- [CYTOWANY FRAGMENT]
========================

Jaworzniacy uhonorowani
Treść
Blisko trzydziestu małoletnich więźniów okresu stalinowskiego otrzymało odznaczenia państwowe. Są wśród nich przetrzymywani w Jaworznie, gdzie trafiała młodzież należąca do antykomunistycznych organizacji.
- "Jaworzniacy" to byli więźniowie polityczni, którzy przeszli przez więzienie w Jaworznie za to, że należeli do nielegalnych organizacji. Organizacje te siłą dążyły do obalenia demokratyczno-ludowego ustroju państwa polskiego - powiedział Jerzy Stokowski, wiceprezes Związku Młodocianych Więźniów Politycznych Okresu Stalinowskiego "Jaworzniacy", jeden z odznaczonych. - W mojej celi średnia wyroków na piętnastu więźniów odbywających karę wynosiła osiem lat i osiem miesięcy - wspominał Stokowski, dodając, że młodzi ludzie występujący w tym okresie przeciwko władzy mogli otrzymać nawet karę śmierci.

========================

- [WIDOCZNE WIERSZE]

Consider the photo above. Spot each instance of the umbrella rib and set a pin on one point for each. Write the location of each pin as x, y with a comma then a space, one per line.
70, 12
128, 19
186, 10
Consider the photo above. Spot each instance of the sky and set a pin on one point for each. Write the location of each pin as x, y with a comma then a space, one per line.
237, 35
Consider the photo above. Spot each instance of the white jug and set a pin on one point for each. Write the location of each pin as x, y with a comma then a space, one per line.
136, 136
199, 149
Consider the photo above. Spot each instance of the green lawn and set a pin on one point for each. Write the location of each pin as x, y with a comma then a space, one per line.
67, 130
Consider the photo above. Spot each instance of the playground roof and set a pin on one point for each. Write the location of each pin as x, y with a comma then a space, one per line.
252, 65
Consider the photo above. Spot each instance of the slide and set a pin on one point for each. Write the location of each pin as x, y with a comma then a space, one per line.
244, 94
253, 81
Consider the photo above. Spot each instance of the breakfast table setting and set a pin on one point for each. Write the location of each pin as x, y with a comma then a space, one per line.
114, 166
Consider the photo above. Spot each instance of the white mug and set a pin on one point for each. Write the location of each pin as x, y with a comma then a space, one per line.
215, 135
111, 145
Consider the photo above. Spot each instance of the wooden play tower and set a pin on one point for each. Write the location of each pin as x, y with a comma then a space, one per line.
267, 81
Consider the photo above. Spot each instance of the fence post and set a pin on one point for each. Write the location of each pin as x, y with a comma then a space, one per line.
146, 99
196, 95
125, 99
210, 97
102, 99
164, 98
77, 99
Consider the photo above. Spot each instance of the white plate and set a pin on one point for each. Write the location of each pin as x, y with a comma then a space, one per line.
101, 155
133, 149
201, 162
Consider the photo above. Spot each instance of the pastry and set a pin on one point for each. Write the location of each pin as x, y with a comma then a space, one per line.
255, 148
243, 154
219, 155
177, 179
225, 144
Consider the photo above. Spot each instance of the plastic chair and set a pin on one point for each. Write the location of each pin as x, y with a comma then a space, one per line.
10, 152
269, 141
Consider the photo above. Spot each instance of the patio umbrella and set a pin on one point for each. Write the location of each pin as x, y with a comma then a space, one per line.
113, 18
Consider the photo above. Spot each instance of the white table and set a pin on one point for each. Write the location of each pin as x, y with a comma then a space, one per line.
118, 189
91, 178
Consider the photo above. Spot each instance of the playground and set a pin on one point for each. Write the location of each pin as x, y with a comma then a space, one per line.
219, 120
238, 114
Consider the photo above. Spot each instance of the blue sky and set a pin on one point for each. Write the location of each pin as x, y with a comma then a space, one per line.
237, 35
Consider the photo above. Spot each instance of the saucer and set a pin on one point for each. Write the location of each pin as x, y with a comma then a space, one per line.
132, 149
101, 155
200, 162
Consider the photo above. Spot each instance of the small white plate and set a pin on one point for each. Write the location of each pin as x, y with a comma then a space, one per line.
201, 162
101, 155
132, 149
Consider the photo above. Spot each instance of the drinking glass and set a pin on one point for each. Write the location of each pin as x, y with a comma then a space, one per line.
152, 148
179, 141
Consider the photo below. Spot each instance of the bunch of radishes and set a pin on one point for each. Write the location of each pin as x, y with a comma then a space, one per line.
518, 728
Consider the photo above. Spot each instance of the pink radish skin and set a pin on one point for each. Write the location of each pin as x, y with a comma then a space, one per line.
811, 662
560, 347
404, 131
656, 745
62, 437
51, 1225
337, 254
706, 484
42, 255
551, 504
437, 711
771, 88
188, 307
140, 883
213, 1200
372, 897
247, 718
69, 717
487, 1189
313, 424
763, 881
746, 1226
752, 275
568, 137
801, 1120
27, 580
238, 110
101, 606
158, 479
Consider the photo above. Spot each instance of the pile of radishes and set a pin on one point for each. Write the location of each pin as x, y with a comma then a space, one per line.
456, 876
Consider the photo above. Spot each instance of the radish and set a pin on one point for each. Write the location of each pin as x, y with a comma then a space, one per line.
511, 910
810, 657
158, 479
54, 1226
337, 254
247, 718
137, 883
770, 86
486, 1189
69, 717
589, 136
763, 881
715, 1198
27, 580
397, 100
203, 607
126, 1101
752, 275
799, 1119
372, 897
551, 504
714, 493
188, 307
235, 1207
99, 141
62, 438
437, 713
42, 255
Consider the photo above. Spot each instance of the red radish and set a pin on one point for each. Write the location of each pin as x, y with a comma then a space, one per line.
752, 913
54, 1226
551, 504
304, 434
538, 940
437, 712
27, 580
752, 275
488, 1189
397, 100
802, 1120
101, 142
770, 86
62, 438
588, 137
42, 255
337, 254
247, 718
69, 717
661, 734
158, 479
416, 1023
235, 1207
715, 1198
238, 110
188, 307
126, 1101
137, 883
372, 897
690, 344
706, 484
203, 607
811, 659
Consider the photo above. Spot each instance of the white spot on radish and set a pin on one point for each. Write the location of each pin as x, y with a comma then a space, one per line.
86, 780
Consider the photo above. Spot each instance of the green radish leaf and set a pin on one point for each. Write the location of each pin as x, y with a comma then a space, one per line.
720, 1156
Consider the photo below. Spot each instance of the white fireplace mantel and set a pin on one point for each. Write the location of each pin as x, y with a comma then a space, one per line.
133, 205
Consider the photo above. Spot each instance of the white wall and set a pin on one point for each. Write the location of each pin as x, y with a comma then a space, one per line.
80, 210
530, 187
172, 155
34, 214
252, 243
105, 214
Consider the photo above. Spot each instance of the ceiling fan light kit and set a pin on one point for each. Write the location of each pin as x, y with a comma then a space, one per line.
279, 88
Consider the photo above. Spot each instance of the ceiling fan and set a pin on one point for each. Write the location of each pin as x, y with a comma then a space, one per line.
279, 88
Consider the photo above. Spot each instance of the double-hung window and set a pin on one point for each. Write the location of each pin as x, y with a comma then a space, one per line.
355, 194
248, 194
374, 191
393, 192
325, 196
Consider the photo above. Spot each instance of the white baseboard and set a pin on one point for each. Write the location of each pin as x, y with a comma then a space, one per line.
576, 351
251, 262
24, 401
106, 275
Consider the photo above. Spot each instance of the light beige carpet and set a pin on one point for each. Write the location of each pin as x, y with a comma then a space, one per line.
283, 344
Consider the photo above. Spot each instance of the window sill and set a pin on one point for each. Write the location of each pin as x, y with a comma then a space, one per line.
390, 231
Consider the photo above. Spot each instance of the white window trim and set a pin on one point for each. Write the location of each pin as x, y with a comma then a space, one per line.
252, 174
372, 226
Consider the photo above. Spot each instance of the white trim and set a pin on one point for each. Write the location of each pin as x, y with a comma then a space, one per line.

========================

- [POLECENIE A]
Według tekstu o Jaworzniakach, ile wynosiła średnia wyroków w celi Jerzego Stokowskiego?
- [POLECENIE B]
Przepisz słowo w słowo fragment tekstu o Jaworzniakach od „Jaworzniacy uhonorowani” do „nawet karę śmierci.”.

- [PEŁNA ODPOWIEDŹ A]
Osiem lat i osiem miesięcy.

- [PEŁNA ODPOWIEDŹ B]
Jaworzniacy uhonorowani
Treść
Blisko trzydziestu małoletnich więźniów okresu stalinowskiego otrzymało odznaczenia państwowe. Są wśród nich przetrzymywani w Jaworznie, gdzie trafiała młodzież należąca do antykomunistycznych organizacji.
- "Jaworzniacy" to byli więźniowie polityczni, którzy przeszli przez więzienie w Jaworznie za to, że należeli do nielegalnych organizacji. Organizacje te siłą dążyły do obalenia demokratyczno-ludowego ustroju państwa polskiego - powiedział Jerzy Stokowski, wiceprezes Związku Młodocianych Więźniów Politycznych Okresu Stalinowskiego "Jaworzniacy", jeden z odznaczonych. - W mojej celi średnia wyroków na piętnastu więźniów odbywających karę wynosiła osiem lat i osiem miesięcy - wspominał Stokowski, dodając, że młodzi ludzie występujący w tym okresie przeciwko władzy mogli otrzymać nawet karę śmierci.